■ WHAT NEEDS TO BE DONE: Identify each line in the rows below that contains the word "right", and copy those lines.

■ ITEMS:

# # #

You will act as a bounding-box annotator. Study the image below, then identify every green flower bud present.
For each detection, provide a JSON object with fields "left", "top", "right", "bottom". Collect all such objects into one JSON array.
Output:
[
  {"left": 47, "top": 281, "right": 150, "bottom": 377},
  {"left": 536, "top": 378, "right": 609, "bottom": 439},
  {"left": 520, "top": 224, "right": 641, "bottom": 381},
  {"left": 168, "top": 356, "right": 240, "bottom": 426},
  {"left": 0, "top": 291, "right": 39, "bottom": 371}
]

# # #

■ RESPONSE TO THIS TASK:
For each detection, provide a JSON object with fields "left", "top", "right", "bottom". Collect all such objects into one JSON array.
  {"left": 47, "top": 281, "right": 150, "bottom": 377},
  {"left": 536, "top": 378, "right": 609, "bottom": 439},
  {"left": 520, "top": 224, "right": 641, "bottom": 381},
  {"left": 168, "top": 356, "right": 240, "bottom": 426},
  {"left": 0, "top": 291, "right": 39, "bottom": 371}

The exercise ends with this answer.